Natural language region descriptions
————————
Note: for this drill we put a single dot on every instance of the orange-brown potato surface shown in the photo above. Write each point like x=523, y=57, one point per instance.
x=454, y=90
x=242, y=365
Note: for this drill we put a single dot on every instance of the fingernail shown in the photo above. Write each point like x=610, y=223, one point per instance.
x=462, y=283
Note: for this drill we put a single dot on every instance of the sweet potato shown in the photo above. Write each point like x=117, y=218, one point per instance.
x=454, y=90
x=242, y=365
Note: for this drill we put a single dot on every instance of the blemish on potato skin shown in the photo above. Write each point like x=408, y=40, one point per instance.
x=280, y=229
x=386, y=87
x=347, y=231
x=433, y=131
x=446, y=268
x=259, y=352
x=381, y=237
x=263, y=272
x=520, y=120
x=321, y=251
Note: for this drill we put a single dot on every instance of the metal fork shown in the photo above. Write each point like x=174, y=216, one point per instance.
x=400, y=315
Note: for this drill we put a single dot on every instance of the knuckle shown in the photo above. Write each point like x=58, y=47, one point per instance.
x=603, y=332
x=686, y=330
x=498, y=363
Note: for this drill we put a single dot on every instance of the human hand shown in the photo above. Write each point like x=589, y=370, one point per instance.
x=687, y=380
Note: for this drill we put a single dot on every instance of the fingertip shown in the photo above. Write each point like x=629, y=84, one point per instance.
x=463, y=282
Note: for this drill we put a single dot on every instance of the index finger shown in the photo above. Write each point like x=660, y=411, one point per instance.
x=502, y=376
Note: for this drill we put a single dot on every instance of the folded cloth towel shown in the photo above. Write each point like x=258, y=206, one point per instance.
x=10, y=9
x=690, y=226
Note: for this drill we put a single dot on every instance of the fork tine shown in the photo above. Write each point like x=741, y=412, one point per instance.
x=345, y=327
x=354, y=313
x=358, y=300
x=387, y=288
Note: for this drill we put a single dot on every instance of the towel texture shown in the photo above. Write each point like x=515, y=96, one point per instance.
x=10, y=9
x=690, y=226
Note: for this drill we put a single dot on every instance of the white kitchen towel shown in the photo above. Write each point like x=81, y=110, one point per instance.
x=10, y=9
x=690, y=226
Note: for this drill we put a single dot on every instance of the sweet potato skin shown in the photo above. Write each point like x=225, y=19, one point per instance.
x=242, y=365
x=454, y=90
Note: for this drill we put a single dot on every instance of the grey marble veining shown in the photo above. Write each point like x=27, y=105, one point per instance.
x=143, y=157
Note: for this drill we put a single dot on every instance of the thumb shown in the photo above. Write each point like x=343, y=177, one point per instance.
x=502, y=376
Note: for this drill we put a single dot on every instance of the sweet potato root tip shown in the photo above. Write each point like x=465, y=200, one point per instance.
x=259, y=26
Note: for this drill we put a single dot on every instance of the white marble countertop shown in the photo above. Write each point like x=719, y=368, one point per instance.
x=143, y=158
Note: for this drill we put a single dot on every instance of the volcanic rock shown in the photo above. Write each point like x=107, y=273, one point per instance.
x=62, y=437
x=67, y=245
————————
## Task statement
An identical copy of the entries above is the expected result.

## Written answer
Note: for this drill we put a single dot on every instance of the orange-brown potato surface shown in the photo above. Write each point like x=523, y=57, one point per instance.
x=454, y=90
x=242, y=365
Note: for this drill we put a single dot on every instance of the fingernail shown in the photo above. Write each point like x=610, y=223, one point per instance.
x=462, y=283
Note: for this drill we put a single dot on every instance of the sweet potato shown in the photo above. Write each point like x=117, y=218, one point per instance.
x=454, y=90
x=242, y=365
Note: for this drill we put a single dot on every instance of the blemish on potato skin shown in the photo above. Write each point like x=408, y=40, one point per instance.
x=280, y=229
x=386, y=87
x=347, y=231
x=433, y=131
x=446, y=268
x=259, y=352
x=381, y=237
x=263, y=272
x=520, y=120
x=321, y=251
Note: for this drill we put a single dot on every instance of the metal fork shown in the photo above. Write each point like x=174, y=216, one point per instance.
x=400, y=315
Note: for this drill we put a single dot on every instance of the knuckle shown in the photo above. Write each point like x=58, y=47, one point per instance.
x=603, y=332
x=686, y=330
x=498, y=363
Note: for this drill we put a single dot on every instance of the human hand shown in the photo above. Write each point like x=589, y=370, one point per instance.
x=687, y=380
Note: for this drill we put a single dot on every instance of the fingertip shown in the photo above. Write each point like x=629, y=84, one point per instance.
x=463, y=282
Note: for this drill we put a single dot on every instance of the index finger shown in the photo above. Write each point like x=660, y=411, one point per instance.
x=502, y=376
Note: for this drill we put a single dot on every instance of the folded cloth towel shown in the photo above. Write each point like x=258, y=206, one point per instance.
x=10, y=9
x=690, y=226
Note: for this drill we put a single dot on every instance of the fork tine shown in the photo above. Write each point like x=741, y=412, one point per instance.
x=345, y=327
x=354, y=313
x=358, y=300
x=387, y=288
Note: for this drill we put a single dot on every instance of the towel texture shown in the photo above. Write each point like x=515, y=96, one point per instance.
x=10, y=9
x=690, y=226
Note: for this drill we put a single dot on every instance of the white kitchen towel shown in the photo above. Write each point like x=81, y=110, one point per instance.
x=10, y=9
x=690, y=226
Note: for this drill we put a single dot on every instance of the sweet potato skin shown in the photo above. Write each point like x=225, y=19, one point per instance.
x=242, y=365
x=454, y=90
Note: for this drill we put a single dot on every instance of the grey marble veining shown in the photo above. Write each point like x=27, y=105, one point per instance.
x=143, y=157
Note: for this drill we put a single dot on every instance of the thumb shown in the photo above. Write each point like x=343, y=177, one point per instance.
x=502, y=376
Note: for this drill we put a single dot on every instance of the sweet potato root tip shown in the photo above. Write each point like x=465, y=200, one point per instance.
x=259, y=26
Note: for this drill we put a single dot on every instance of the white marble countertop shown in the photo above. Write each point like x=719, y=368, one point per instance.
x=143, y=158
Note: for this drill we put a single dot on every instance of the volcanic rock shown in the photo above. Write each point like x=107, y=273, one point per instance.
x=62, y=437
x=67, y=245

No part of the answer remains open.